▸ Material provided

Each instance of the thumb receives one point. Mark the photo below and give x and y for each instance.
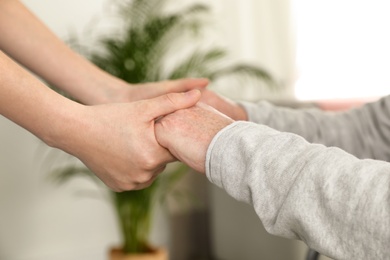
(171, 102)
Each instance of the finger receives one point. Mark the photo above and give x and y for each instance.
(182, 85)
(171, 102)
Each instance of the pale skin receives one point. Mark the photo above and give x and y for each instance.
(27, 40)
(188, 133)
(116, 141)
(224, 105)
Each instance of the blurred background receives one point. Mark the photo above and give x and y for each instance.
(319, 51)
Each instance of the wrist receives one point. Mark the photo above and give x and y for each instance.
(240, 113)
(66, 127)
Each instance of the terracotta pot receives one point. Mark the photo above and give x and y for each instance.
(155, 254)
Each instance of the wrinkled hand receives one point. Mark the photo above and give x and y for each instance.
(118, 141)
(224, 105)
(187, 133)
(134, 92)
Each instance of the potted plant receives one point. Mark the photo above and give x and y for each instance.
(139, 54)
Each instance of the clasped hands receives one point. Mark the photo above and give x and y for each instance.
(128, 145)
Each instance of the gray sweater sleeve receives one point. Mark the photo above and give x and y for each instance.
(363, 132)
(336, 203)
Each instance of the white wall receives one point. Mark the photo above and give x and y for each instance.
(39, 220)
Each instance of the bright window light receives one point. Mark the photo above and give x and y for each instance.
(343, 48)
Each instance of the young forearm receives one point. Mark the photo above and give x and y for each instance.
(32, 44)
(30, 104)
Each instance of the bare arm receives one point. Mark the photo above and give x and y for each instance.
(116, 141)
(27, 40)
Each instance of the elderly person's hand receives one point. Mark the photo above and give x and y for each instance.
(187, 133)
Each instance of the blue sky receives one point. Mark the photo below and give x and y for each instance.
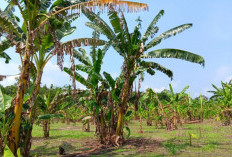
(210, 37)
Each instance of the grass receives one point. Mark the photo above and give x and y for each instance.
(215, 140)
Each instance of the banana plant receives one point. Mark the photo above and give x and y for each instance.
(5, 119)
(132, 47)
(175, 106)
(37, 22)
(223, 96)
(50, 104)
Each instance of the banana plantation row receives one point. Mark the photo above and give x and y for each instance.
(109, 101)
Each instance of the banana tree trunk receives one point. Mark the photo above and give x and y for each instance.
(14, 135)
(46, 128)
(122, 110)
(141, 125)
(28, 137)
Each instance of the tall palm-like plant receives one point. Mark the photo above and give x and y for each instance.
(132, 47)
(32, 29)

▸ Work item
Lines from the one with "Each instance of the banana plant receives" through the end of the data: set these down exactly, including both ends and nothing more.

▸ Exercise result
Each instance of the banana plant receives one point. Mark the photo above and give x and y for each instance.
(5, 119)
(132, 47)
(175, 106)
(37, 22)
(223, 96)
(50, 104)
Each instance of the banana plantation row receives one point. Mark the photo above and give x and y for each instance.
(109, 101)
Each instance of the banana tree trunk receives one point. Mark the photo above and give x and y for each instance.
(14, 135)
(46, 128)
(122, 110)
(141, 125)
(28, 137)
Each instance of the tall palm-like plant receives one point. Mark the photo above and give x and y for each instance.
(132, 47)
(32, 29)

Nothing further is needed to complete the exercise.